# [What is being asked]
Show each line below that contains the string "dark", copying every one in full. Matching is case-sensitive.

# [Items]
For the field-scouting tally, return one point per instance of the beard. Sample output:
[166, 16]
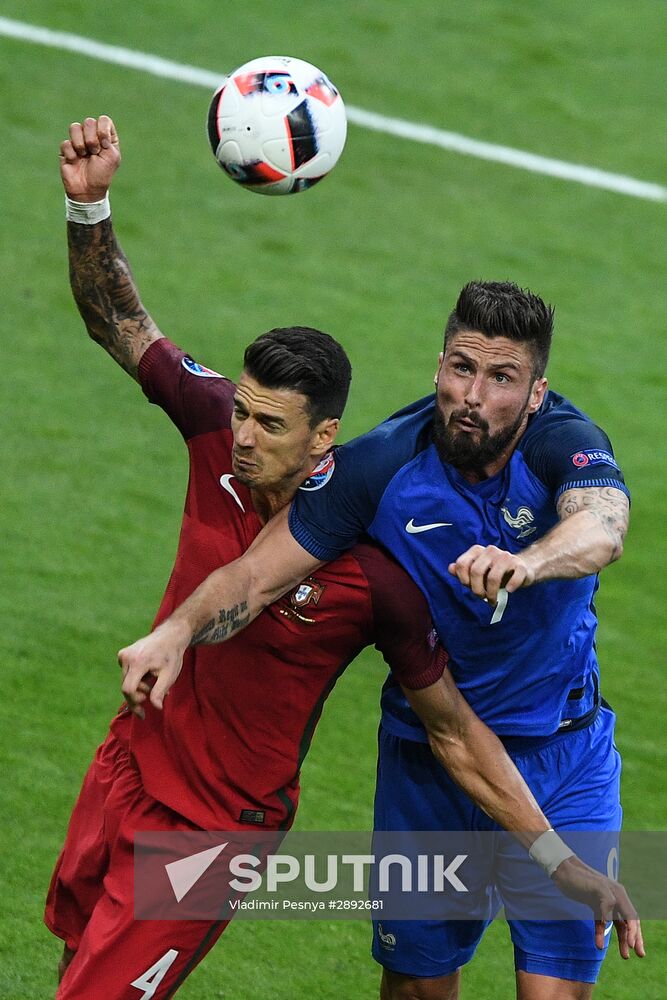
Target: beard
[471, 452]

* * *

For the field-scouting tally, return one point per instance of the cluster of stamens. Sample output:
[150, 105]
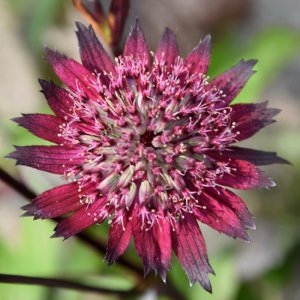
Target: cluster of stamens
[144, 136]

* * *

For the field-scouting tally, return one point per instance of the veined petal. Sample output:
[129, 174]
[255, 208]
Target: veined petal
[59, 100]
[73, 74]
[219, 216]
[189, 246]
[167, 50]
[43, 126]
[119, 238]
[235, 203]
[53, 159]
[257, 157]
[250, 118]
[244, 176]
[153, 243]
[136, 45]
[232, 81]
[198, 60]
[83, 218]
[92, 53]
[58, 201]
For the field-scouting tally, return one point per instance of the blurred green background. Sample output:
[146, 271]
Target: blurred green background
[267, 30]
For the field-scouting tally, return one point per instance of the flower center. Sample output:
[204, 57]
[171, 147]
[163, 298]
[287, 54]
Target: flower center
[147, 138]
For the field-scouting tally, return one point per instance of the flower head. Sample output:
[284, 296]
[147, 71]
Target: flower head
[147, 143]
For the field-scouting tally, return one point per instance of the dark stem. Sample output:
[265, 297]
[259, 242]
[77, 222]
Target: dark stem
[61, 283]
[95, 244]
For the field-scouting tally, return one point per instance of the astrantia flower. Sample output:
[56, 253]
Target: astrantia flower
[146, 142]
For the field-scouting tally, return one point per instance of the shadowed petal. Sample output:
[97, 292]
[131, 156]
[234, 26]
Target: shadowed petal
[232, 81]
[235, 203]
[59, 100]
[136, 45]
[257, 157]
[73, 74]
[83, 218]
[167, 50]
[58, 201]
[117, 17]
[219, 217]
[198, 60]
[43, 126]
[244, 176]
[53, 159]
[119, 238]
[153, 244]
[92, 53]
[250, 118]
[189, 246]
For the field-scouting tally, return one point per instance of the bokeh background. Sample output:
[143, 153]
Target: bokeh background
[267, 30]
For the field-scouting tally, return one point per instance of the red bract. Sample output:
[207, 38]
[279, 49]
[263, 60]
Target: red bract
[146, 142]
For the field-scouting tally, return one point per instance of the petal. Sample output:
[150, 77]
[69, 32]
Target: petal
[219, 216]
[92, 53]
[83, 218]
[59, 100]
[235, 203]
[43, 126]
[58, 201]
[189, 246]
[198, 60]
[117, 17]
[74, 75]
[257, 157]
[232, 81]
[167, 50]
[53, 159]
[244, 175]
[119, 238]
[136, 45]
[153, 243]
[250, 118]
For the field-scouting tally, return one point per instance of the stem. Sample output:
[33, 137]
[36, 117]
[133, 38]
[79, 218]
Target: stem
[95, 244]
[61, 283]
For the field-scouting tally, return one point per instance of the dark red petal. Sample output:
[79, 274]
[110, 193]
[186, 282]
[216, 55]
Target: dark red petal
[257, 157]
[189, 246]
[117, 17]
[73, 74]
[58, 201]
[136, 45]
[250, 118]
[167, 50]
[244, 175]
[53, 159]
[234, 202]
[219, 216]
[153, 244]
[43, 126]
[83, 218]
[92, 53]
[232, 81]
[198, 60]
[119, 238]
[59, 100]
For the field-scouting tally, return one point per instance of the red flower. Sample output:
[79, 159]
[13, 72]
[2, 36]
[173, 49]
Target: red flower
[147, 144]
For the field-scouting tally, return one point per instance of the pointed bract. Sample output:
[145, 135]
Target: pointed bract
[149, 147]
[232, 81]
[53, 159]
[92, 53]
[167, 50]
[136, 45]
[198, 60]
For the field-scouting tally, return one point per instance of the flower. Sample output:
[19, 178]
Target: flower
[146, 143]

# [Result of the exercise]
For the field-scouting tally, return one point per instance of the dark stem. Sample output:
Target: dark stem
For the field-scouting tally, return one point per instance of the dark red petal. Sample output:
Target: dark red petal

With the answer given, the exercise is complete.